::: Information supplied :::

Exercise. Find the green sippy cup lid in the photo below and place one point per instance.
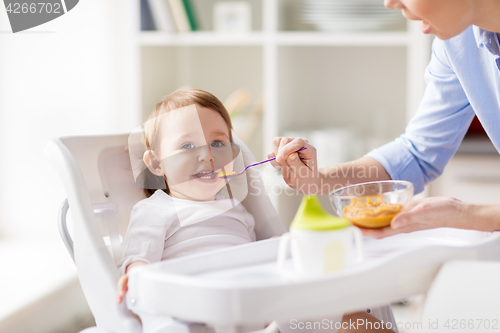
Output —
(312, 216)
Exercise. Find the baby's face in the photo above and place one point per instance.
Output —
(444, 18)
(195, 147)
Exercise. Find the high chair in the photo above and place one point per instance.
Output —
(101, 192)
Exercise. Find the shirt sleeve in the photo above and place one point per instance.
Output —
(145, 237)
(432, 137)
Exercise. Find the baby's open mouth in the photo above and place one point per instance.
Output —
(205, 175)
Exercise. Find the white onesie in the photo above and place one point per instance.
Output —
(162, 227)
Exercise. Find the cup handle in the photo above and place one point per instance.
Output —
(283, 250)
(358, 238)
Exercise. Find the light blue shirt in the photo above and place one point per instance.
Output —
(463, 79)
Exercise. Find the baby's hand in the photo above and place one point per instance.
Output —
(123, 281)
(122, 287)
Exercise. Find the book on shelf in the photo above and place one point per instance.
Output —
(161, 16)
(168, 15)
(179, 14)
(147, 22)
(193, 22)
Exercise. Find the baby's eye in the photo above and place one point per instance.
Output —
(217, 144)
(187, 146)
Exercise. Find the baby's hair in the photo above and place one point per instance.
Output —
(180, 98)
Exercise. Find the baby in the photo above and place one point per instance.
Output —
(189, 141)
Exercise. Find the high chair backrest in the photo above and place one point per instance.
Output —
(101, 192)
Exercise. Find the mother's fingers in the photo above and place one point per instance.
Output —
(379, 233)
(292, 146)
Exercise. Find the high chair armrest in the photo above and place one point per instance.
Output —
(63, 228)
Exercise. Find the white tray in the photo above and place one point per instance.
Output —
(242, 284)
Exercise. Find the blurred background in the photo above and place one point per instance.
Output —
(346, 75)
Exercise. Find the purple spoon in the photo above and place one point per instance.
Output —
(228, 175)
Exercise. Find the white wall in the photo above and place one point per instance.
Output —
(74, 75)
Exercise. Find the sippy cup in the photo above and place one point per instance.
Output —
(320, 243)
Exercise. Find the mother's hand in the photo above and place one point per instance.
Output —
(299, 170)
(428, 213)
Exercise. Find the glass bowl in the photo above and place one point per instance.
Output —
(374, 204)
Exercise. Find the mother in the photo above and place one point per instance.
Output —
(463, 80)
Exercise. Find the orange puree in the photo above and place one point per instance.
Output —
(367, 213)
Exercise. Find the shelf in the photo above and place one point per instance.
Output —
(153, 38)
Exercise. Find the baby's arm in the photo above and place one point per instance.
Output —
(123, 281)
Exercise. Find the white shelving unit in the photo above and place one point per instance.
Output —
(308, 79)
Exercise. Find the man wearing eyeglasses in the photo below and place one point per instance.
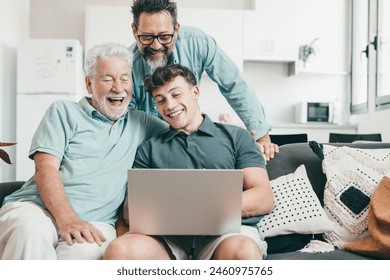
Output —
(161, 41)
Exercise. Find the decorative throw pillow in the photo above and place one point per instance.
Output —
(352, 176)
(296, 208)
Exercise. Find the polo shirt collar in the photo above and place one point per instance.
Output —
(207, 127)
(93, 113)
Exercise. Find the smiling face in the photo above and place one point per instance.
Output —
(177, 102)
(159, 23)
(110, 87)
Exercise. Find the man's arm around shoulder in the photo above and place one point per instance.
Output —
(257, 197)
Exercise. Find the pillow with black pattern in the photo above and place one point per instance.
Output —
(352, 176)
(296, 208)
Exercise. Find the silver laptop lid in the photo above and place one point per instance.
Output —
(185, 201)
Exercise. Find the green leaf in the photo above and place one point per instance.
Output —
(4, 156)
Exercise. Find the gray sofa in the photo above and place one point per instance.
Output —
(290, 157)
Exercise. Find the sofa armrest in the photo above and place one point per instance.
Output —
(9, 187)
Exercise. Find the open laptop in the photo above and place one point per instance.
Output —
(185, 201)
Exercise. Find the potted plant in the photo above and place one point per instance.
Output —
(306, 51)
(3, 154)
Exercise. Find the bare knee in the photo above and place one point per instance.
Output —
(135, 247)
(237, 248)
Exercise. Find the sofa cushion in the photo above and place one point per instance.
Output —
(296, 208)
(377, 243)
(352, 176)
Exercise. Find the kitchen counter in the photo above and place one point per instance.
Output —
(317, 131)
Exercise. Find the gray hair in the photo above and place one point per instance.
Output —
(104, 51)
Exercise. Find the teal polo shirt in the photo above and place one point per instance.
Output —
(212, 146)
(95, 155)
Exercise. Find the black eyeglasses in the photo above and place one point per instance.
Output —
(163, 39)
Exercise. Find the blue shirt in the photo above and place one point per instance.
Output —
(200, 53)
(95, 155)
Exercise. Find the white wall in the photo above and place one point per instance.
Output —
(276, 90)
(14, 17)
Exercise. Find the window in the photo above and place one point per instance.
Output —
(383, 56)
(370, 54)
(360, 55)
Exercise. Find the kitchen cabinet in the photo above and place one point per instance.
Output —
(269, 32)
(227, 33)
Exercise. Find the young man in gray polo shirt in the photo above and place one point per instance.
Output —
(81, 152)
(194, 141)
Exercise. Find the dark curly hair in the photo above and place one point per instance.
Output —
(166, 74)
(153, 7)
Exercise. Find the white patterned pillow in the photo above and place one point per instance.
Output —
(352, 176)
(296, 208)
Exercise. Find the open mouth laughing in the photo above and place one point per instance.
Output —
(175, 114)
(116, 100)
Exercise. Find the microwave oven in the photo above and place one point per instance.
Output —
(314, 112)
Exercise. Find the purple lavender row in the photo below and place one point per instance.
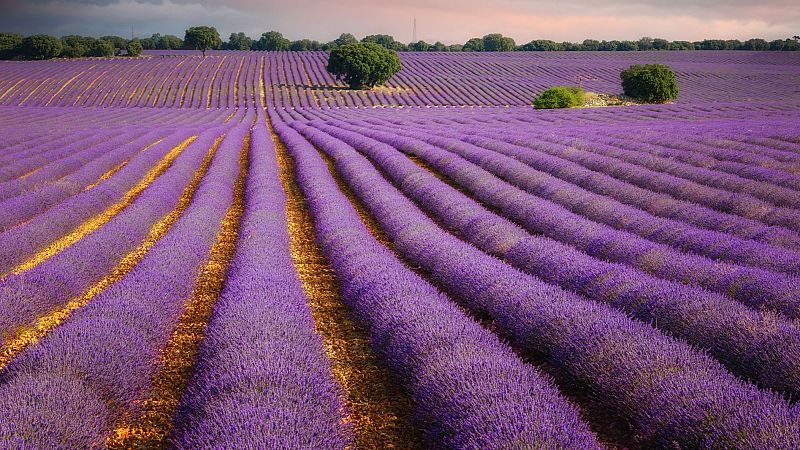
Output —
(719, 157)
(70, 272)
(470, 390)
(23, 207)
(758, 346)
(20, 243)
(669, 394)
(72, 388)
(655, 203)
(595, 158)
(602, 209)
(25, 165)
(262, 333)
(752, 286)
(62, 167)
(14, 153)
(641, 155)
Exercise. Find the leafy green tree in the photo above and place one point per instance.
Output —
(645, 43)
(74, 46)
(169, 42)
(363, 64)
(655, 83)
(10, 44)
(755, 44)
(41, 46)
(660, 44)
(134, 48)
(344, 39)
(419, 46)
(496, 42)
(102, 48)
(627, 46)
(474, 45)
(590, 45)
(541, 45)
(303, 45)
(273, 41)
(385, 41)
(560, 97)
(118, 42)
(202, 38)
(239, 41)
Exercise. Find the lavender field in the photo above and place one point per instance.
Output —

:::

* What you have to do: Read the listing line by line, and copy each line in which the word "open" is found.

* Problem solution:
Exercise. Find the baby's open mouth in the photo above and place one point per instance.
Exercise. Find the open laptop in the photo above and place one point per instance.
Exercise. Find the open mouth laughing in the photo above and place one point per instance.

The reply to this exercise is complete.